* QUELLE:
Dominique Schaak, Sachsen-Anhalts einziger professioneller Automobil-Rennpilot, erlitt auf dem Sachsenring den ersten schweren Unfall seiner Karriere. „Ich werde weiter fahren“, sagt der 33-Jährige.

Und plötzlich ist es doch passiert. Seit 2005 steuert Dominique Schaak superschnelle Boliden über berühmte Asphaltpisten Europas – nie hat er körperlich dabei etwas abbekommen. Klar, die eine oder andere Karambolage gab es schon in der Hitze von Hunderten Gefechten mit der Konkurrenz. Aber selbst blieb der 33-Jährige, Magdeburgs einziger professioneller Automobil-Rennfahrer, von Schäden unversehrt – sieht man einmal von der einen oder anderen leichten Prellung ab. „Manchmal“, hatte er in der Vergangenheit bei Interviews immer gesagt, „kann ich das selbst so recht kaum glauben.“ Das symbolische Klopfen auf Holz gehörte wie selbstverständlich dazu.

[Daten zur Koordinatenbeschriftung]
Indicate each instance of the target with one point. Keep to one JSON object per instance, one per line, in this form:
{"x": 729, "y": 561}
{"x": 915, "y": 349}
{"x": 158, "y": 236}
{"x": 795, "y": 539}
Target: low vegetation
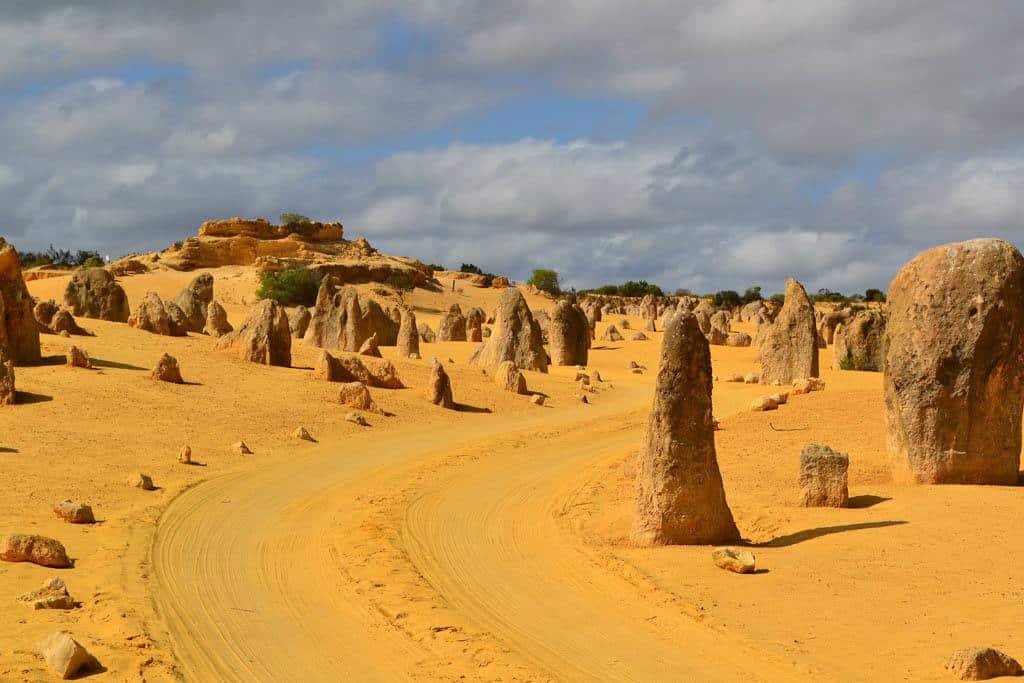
{"x": 293, "y": 287}
{"x": 61, "y": 257}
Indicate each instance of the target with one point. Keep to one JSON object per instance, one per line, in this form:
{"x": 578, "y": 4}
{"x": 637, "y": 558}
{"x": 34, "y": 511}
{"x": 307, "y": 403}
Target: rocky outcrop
{"x": 35, "y": 549}
{"x": 18, "y": 332}
{"x": 516, "y": 337}
{"x": 298, "y": 322}
{"x": 438, "y": 390}
{"x": 954, "y": 365}
{"x": 216, "y": 321}
{"x": 680, "y": 498}
{"x": 510, "y": 378}
{"x": 341, "y": 321}
{"x": 568, "y": 335}
{"x": 823, "y": 477}
{"x": 321, "y": 247}
{"x": 194, "y": 301}
{"x": 167, "y": 370}
{"x": 859, "y": 343}
{"x": 452, "y": 326}
{"x": 154, "y": 315}
{"x": 94, "y": 293}
{"x": 264, "y": 336}
{"x": 790, "y": 350}
{"x": 409, "y": 336}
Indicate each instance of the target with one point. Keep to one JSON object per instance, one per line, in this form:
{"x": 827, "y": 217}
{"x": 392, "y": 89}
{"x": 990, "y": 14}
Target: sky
{"x": 700, "y": 144}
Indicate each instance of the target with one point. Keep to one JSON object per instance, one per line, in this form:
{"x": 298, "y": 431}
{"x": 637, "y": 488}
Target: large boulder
{"x": 954, "y": 365}
{"x": 264, "y": 336}
{"x": 216, "y": 321}
{"x": 34, "y": 548}
{"x": 680, "y": 498}
{"x": 516, "y": 337}
{"x": 409, "y": 335}
{"x": 94, "y": 293}
{"x": 788, "y": 349}
{"x": 859, "y": 343}
{"x": 568, "y": 335}
{"x": 194, "y": 301}
{"x": 453, "y": 326}
{"x": 153, "y": 315}
{"x": 18, "y": 332}
{"x": 438, "y": 390}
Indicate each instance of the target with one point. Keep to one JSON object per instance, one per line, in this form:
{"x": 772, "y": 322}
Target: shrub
{"x": 289, "y": 288}
{"x": 854, "y": 363}
{"x": 728, "y": 298}
{"x": 399, "y": 280}
{"x": 752, "y": 294}
{"x": 290, "y": 218}
{"x": 546, "y": 281}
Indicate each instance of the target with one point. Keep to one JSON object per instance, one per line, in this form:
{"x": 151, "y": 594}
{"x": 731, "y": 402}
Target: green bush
{"x": 290, "y": 218}
{"x": 854, "y": 363}
{"x": 546, "y": 281}
{"x": 290, "y": 288}
{"x": 399, "y": 280}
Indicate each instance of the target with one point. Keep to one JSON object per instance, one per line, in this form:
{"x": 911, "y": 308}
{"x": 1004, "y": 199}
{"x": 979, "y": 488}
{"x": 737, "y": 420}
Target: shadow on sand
{"x": 808, "y": 535}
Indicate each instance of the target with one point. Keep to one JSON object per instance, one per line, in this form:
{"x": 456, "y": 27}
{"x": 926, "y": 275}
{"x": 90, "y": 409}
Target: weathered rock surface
{"x": 18, "y": 331}
{"x": 298, "y": 322}
{"x": 34, "y": 548}
{"x": 75, "y": 513}
{"x": 568, "y": 335}
{"x": 859, "y": 342}
{"x": 516, "y": 337}
{"x": 452, "y": 326}
{"x": 734, "y": 559}
{"x": 216, "y": 321}
{"x": 154, "y": 315}
{"x": 409, "y": 335}
{"x": 264, "y": 336}
{"x": 65, "y": 654}
{"x": 790, "y": 349}
{"x": 680, "y": 498}
{"x": 52, "y": 595}
{"x": 982, "y": 664}
{"x": 510, "y": 378}
{"x": 954, "y": 365}
{"x": 823, "y": 477}
{"x": 438, "y": 390}
{"x": 167, "y": 370}
{"x": 194, "y": 301}
{"x": 355, "y": 394}
{"x": 94, "y": 293}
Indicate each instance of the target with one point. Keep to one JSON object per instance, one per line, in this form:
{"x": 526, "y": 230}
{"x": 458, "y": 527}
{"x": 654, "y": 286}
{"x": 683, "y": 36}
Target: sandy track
{"x": 255, "y": 568}
{"x": 497, "y": 541}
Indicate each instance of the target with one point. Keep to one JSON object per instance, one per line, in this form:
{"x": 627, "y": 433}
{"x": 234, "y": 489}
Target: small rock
{"x": 78, "y": 358}
{"x": 53, "y": 595}
{"x": 76, "y": 513}
{"x": 65, "y": 655}
{"x": 981, "y": 664}
{"x": 734, "y": 559}
{"x": 357, "y": 419}
{"x": 763, "y": 403}
{"x": 139, "y": 480}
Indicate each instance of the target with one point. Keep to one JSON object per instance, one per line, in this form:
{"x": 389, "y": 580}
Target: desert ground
{"x": 486, "y": 543}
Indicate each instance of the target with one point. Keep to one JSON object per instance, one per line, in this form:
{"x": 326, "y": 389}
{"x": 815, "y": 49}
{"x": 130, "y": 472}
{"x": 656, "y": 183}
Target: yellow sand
{"x": 485, "y": 544}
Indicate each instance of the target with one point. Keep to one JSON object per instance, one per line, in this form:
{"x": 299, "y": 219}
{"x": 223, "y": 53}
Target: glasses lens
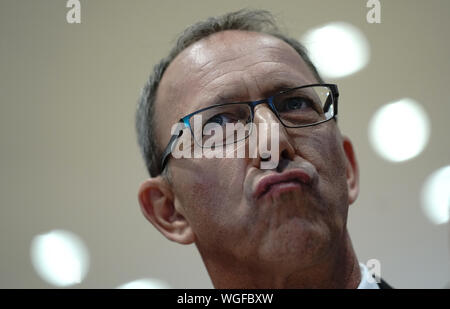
{"x": 221, "y": 125}
{"x": 303, "y": 106}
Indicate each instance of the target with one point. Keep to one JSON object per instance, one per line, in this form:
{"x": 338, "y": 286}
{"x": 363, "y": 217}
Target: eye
{"x": 296, "y": 103}
{"x": 220, "y": 119}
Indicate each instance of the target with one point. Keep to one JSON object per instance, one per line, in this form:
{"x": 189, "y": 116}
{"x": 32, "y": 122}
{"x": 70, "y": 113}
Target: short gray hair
{"x": 245, "y": 20}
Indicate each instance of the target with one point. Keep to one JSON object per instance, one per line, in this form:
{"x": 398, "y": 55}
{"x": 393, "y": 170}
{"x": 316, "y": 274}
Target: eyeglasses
{"x": 298, "y": 107}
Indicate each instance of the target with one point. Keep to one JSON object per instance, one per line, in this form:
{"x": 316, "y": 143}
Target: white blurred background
{"x": 70, "y": 166}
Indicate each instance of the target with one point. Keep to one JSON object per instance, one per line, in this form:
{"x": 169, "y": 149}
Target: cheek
{"x": 323, "y": 149}
{"x": 210, "y": 190}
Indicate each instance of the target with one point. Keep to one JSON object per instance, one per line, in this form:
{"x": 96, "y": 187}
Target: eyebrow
{"x": 231, "y": 95}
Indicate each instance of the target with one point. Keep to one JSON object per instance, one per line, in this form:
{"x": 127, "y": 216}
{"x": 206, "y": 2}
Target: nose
{"x": 271, "y": 132}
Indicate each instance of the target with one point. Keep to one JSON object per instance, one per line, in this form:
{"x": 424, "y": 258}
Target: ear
{"x": 157, "y": 204}
{"x": 352, "y": 170}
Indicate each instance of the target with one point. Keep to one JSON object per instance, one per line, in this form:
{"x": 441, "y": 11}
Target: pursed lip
{"x": 294, "y": 175}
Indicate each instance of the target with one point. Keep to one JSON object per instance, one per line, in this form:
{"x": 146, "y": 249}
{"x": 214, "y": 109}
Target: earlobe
{"x": 352, "y": 170}
{"x": 158, "y": 206}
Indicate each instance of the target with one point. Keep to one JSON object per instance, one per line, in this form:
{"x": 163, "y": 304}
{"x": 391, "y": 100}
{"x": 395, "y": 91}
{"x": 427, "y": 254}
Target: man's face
{"x": 299, "y": 224}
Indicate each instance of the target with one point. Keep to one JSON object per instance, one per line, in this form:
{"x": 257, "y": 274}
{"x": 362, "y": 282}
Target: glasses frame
{"x": 185, "y": 121}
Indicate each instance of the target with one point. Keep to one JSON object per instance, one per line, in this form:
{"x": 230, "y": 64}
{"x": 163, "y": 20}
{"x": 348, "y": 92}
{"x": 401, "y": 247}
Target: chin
{"x": 298, "y": 241}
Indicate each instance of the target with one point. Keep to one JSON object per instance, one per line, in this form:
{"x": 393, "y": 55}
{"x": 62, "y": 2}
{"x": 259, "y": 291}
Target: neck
{"x": 339, "y": 269}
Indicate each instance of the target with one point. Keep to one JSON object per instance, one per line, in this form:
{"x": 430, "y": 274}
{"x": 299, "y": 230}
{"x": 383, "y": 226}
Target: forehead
{"x": 230, "y": 64}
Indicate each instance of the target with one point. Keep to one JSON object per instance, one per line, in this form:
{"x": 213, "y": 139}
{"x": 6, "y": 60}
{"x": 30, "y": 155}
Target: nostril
{"x": 265, "y": 156}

* SCHRIFTLICHE AUFGABE A: Wo hatte Dominique Schaak laut dem Artikel über den Rennfahrer den ersten schweren Unfall seiner Karriere?
* SCHRIFTLICHE AUFGABE B: Schreibe den Artikel über den Rennfahrer Dominique Schaak im Anschluss an seinen letzten Satz weiter.

* SCHRIFTLICHE ANTWORT A: Auf dem Sachsenring.

* SCHRIFTLICHE ANTWORT B:
Bis jener 10. September kam. Es ist früher Nachmittag auf dem Sachsenring, Ostdeutschlands bekanntester Rennstrecke. Der Lauf um die ADAC-GT4-Germany-Meisterschaft geht gerade in die 14. Runde. Der Tacho zeigt, zumindest für den Laien, respekteinflößende 220 km/h an. Schaak befindet sich mit seinem 476 PS starken Mercedes AMG gerade in einer Vollgas-Passage, dem schnellsten Teil der gesamten Strecke. „Wo eigentlich nichts passiert, nichts passieren kann“, wie er im Nachhinein erzählt. In einer leichten Biegung („nicht mal eine Mutkurve“) bricht der Wagen dann doch urplötzlich hinten links weg – Schaak schießt nach rechts, direkt frontal in die Leitplanke. Wird auf die Bahn zurückgeschleudert. Über Funk kann er zwar noch sein Team über den Crash informieren, ehe er kurz das Bewusstsein verliert. All das quasi vor den Augen seiner Verlobten Mandy und Töchterchen Mia, die wie immer an der Strecke dabei sind.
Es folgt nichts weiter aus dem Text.